# PAGE EXCERPT
Content starts

Nadia’s response to the book has also always been positive. She has “liked” Motherhood Exaggerated on her Facebook page, she has told her friends about the book’s publication, she wants to know where I’m reading and who will be there. But she won’t read the book. She tried to once a few years ago and stopped after the first 75 pages. While Nadia probably understands the need I had to write the book more than anyone else in the family (she has often used writing herself to work through her history), she has to go her own way in revisiting her experience and her identification with it. I ask her permission every time I think a decision might affect her—like whether a reading at Brown, where she is in school, would be difficult or if she would mind if I participated in the book fair at the school she went to for 13 years. She has been unselfishly gracious and generous.
Frannie is also a writer so not only is she proud of me because I am her mother but because she understands what it means to create a piece of written art. And Max, who used to play the cello for me when I would come home from the hospital for dinner, supports me now with his praise and his willingness to sit in the audience with his friends as I read about his less-than-perfect behavior in the past.

Content ends

# DATASET EXCERPTS

Content starts

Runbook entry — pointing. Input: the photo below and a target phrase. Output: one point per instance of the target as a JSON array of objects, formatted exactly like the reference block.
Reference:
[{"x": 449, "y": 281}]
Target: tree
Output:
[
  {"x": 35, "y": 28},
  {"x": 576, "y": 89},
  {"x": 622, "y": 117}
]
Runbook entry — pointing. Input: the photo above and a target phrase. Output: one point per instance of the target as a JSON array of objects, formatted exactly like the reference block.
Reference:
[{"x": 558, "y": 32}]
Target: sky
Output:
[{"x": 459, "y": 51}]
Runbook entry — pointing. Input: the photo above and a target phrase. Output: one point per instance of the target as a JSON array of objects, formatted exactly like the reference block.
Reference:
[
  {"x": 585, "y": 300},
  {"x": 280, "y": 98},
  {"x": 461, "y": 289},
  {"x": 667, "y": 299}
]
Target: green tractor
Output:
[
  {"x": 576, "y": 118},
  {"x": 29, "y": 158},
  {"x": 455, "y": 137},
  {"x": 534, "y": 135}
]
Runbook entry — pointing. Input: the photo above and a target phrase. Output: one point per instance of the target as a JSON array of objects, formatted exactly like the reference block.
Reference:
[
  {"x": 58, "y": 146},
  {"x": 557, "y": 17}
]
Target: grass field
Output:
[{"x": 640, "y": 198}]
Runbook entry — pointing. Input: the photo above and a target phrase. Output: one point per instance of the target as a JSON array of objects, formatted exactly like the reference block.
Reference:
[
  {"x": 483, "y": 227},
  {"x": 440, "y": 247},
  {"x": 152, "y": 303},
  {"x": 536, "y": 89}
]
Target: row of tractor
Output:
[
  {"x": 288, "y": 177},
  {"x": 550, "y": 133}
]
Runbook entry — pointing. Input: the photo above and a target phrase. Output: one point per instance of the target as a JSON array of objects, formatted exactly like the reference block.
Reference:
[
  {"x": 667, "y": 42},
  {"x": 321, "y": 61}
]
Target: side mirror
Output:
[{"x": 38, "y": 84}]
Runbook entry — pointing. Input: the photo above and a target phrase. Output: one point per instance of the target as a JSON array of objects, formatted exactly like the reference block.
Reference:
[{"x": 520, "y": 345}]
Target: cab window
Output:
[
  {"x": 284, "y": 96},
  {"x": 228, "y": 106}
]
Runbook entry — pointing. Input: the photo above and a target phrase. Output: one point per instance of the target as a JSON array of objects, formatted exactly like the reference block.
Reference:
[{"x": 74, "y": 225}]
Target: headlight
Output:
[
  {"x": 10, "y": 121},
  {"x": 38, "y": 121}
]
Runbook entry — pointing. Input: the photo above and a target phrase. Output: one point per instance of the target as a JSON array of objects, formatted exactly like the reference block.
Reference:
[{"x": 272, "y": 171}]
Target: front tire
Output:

Content ends

# ACTION ITEM
Continue the text about the family's response to the book Motherhood Exaggerated, beginning after its final sentence. The items are not needed for anything asked here.

# EXERCISE ANSWER
NA
Are you planning to write another book?
JH
Yes, I have an idea for a book that came to me while I was working on Motherhood Exaggerated that would be a deeper exploration of the “nervous breakdown” my mother suffered in her 30s. It would combine memoir with creative non-fiction, placing my mother’s emotional darkness within the context of women’s mental suffering during the 1950s-70s. At least that’s the thought now. My father was recently diagnosed with Alzheimer’s disease. Thinking about lessons learned, the Motherhood Exaggerated talks about the distance I felt, or was kept at, during my mother’s treatment and death from breast cancer. It is very important to me that this distance not be repeated during my father’s decline. So my plans for a book about my mother are a little derailed now, but I hope not for long.